**Tasks and exercises**
a – Answer these questions using the dining text:
(i) Which two artists collaborated on the mural that depicts feasting and gaming?
(ii) At what time does Off the Hook open each day?
(iii) What is the ‘ike mua offered every day at Off the Hook?
b – Repeat the part of the dining text between "And there are" and "of the sun.", inclusive.

Favorite Disney characters celebrate with diners at “Aunty’s Breakfast Celebration at the Makahiki” everyday.
The casual dinner buffet features line-caught sustainable seafood, fresh salads with local greens, rotating carving stations, Asian-inspired entrees and house-made desserts. A melting pot of cultures, the expansive buffet features starters from a lomilomi salmon to cheeses, lobster bisque and cioppino. On ice, shrimp, marinated squid, scallops, mussels, lobster and tiger prawns showcase the abundance of seafood. Entrees might include sustainable catch, seafood paella, grille poke, roast duck with plum sauce and chicken wrapped in seaweed. For Asian flavors, there’s sushi and sashimi, Chinese pork buns, fried noodles, dim sum and wok-fried seasonal vegetables. The grill heats up with chicken wings, pork chops, Asian-spiced lamb chops, sausages and assorted satay, while live-action stations feature pastas with vegetables, meatballs, clam stew, Portuguese sausage, and carved meats or fish.
“Keiki Corner” for youngsters may include macaroni pasta, baked chicken tenders, potato tots and streamed vegetables.
And there are plenty of sweets, such as chocolate brownies, no-sugar-added mango cheesecake, guava mouse cakes, pineapple cobbler, molten chocolate cake and banana coconut bread pudding.
The interior of Makahiki, showcases beautiful works by local artists, from paintings to glass art. In the entry, artists Butch Helemano and James Rumford collaborated to convey the story of the Makahiki season of peace, play and renewal (the Makahiki season is the traditional Hawaiian celebration of the harvest). Rumford sketched the designs and wrote texts for Helemano’s wood carvings that illustrate the sights and events of the Makahiki season. Also in the restaurant, artists Al Lagunero and Solomon Enos collaborated on a mural that depicts feasting and gaming. As day turns to night, the restaurant lighting gradually turns from rose to indigo with the setting of the sun.
Off the Hook
Next door to ‘AMAʻAMA near the ocean is Off the Hook, inspired by a fisherman’s seaside shack, decorated with makau, or fish hooks, cowry-shell lures, shark-tooth knives and specially carved fish-shaped stones.
Open daily from 11 a.m. for tropical drinks and small bites, Off the Hook favorites include the beef paniolo burger, with pepperjack cheese, crispy onion tanglers and chipotle BBQ sauce, and the kalbi tacos, with sliced short ribs or chicken and kim chee aioli.
A colorful school of fish swims above the bar, which serves creative cocktails including a Wild Hibiscus Royale Sparkling wine cocktail, Island Red Sangria, a Pineapple Papaya Cosmo and Big Island Iced Tea. Non-alcoholic drinks range from a passion colada to a pineapple ginger splash. There’s beer on draft – Big Wave Golden Ale, Fire Rock Pale Ale, Longboard Island Lager, or the seasonal Aloha Series. And every day there’s an ‘ike mua, or “discovery drink of the day.”

Pointing dataset records:
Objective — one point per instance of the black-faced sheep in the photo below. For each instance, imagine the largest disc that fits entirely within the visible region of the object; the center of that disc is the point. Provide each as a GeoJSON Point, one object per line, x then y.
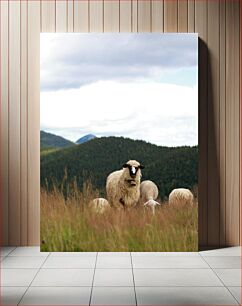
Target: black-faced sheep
{"type": "Point", "coordinates": [148, 194]}
{"type": "Point", "coordinates": [181, 197]}
{"type": "Point", "coordinates": [99, 205]}
{"type": "Point", "coordinates": [123, 186]}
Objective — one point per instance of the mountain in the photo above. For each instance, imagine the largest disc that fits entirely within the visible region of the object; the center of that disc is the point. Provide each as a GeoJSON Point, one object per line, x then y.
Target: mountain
{"type": "Point", "coordinates": [48, 140]}
{"type": "Point", "coordinates": [85, 138]}
{"type": "Point", "coordinates": [168, 167]}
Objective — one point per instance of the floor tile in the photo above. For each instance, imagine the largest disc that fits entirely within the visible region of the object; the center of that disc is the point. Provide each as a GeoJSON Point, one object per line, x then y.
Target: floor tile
{"type": "Point", "coordinates": [113, 277]}
{"type": "Point", "coordinates": [114, 262]}
{"type": "Point", "coordinates": [4, 251]}
{"type": "Point", "coordinates": [230, 251]}
{"type": "Point", "coordinates": [236, 291]}
{"type": "Point", "coordinates": [28, 251]}
{"type": "Point", "coordinates": [175, 277]}
{"type": "Point", "coordinates": [17, 277]}
{"type": "Point", "coordinates": [169, 262]}
{"type": "Point", "coordinates": [23, 262]}
{"type": "Point", "coordinates": [113, 296]}
{"type": "Point", "coordinates": [64, 277]}
{"type": "Point", "coordinates": [57, 296]}
{"type": "Point", "coordinates": [184, 296]}
{"type": "Point", "coordinates": [114, 254]}
{"type": "Point", "coordinates": [70, 262]}
{"type": "Point", "coordinates": [11, 295]}
{"type": "Point", "coordinates": [74, 254]}
{"type": "Point", "coordinates": [230, 277]}
{"type": "Point", "coordinates": [184, 254]}
{"type": "Point", "coordinates": [232, 262]}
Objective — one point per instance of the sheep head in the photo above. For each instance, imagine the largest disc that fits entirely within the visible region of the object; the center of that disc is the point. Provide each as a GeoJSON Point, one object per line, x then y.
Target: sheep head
{"type": "Point", "coordinates": [132, 172]}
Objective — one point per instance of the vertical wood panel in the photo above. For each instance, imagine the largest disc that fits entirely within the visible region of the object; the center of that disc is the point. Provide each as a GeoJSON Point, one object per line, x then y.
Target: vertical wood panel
{"type": "Point", "coordinates": [24, 126]}
{"type": "Point", "coordinates": [48, 17]}
{"type": "Point", "coordinates": [4, 122]}
{"type": "Point", "coordinates": [125, 16]}
{"type": "Point", "coordinates": [157, 16]}
{"type": "Point", "coordinates": [111, 16]}
{"type": "Point", "coordinates": [222, 138]}
{"type": "Point", "coordinates": [61, 15]}
{"type": "Point", "coordinates": [70, 16]}
{"type": "Point", "coordinates": [81, 16]}
{"type": "Point", "coordinates": [144, 16]}
{"type": "Point", "coordinates": [191, 16]}
{"type": "Point", "coordinates": [96, 16]}
{"type": "Point", "coordinates": [182, 16]}
{"type": "Point", "coordinates": [170, 15]}
{"type": "Point", "coordinates": [213, 123]}
{"type": "Point", "coordinates": [232, 122]}
{"type": "Point", "coordinates": [33, 123]}
{"type": "Point", "coordinates": [201, 28]}
{"type": "Point", "coordinates": [14, 122]}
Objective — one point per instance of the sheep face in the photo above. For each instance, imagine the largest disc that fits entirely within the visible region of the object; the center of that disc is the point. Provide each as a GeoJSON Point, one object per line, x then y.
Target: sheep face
{"type": "Point", "coordinates": [132, 172]}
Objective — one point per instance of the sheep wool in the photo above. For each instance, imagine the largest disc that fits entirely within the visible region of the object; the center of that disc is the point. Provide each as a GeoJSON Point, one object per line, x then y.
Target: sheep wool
{"type": "Point", "coordinates": [181, 197]}
{"type": "Point", "coordinates": [123, 186]}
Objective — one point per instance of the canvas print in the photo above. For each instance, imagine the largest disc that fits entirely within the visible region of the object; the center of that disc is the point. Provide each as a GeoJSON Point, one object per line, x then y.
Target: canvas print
{"type": "Point", "coordinates": [119, 142]}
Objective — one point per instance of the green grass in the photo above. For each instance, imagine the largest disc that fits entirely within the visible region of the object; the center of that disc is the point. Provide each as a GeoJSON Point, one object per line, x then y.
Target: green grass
{"type": "Point", "coordinates": [70, 225]}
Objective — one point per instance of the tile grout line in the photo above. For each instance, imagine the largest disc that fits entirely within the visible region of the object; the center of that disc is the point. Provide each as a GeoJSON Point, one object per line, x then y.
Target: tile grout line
{"type": "Point", "coordinates": [90, 299]}
{"type": "Point", "coordinates": [221, 281]}
{"type": "Point", "coordinates": [33, 279]}
{"type": "Point", "coordinates": [135, 295]}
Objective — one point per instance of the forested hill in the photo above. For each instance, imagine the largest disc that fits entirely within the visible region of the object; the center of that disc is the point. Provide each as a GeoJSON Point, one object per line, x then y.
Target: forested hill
{"type": "Point", "coordinates": [167, 167]}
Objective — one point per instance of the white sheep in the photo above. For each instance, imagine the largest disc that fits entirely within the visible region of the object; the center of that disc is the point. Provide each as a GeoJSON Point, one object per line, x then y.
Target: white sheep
{"type": "Point", "coordinates": [99, 205]}
{"type": "Point", "coordinates": [123, 186]}
{"type": "Point", "coordinates": [181, 197]}
{"type": "Point", "coordinates": [148, 194]}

**Expected answers**
a –
(i) Al Lagunero and Solomon Enos
(ii) 11 a.m.
(iii) The “discovery drink of the day”

b –
And there are plenty of sweets, such as chocolate brownies, no-sugar-added mango cheesecake, guava mouse cakes, pineapple cobbler, molten chocolate cake and banana coconut bread pudding.
The interior of Makahiki, showcases beautiful works by local artists, from paintings to glass art. In the entry, artists Butch Helemano and James Rumford collaborated to convey the story of the Makahiki season of peace, play and renewal (the Makahiki season is the traditional Hawaiian celebration of the harvest). Rumford sketched the designs and wrote texts for Helemano’s wood carvings that illustrate the sights and events of the Makahiki season. Also in the restaurant, artists Al Lagunero and Solomon Enos collaborated on a mural that depicts feasting and gaming. As day turns to night, the restaurant lighting gradually turns from rose to indigo with the setting of the sun.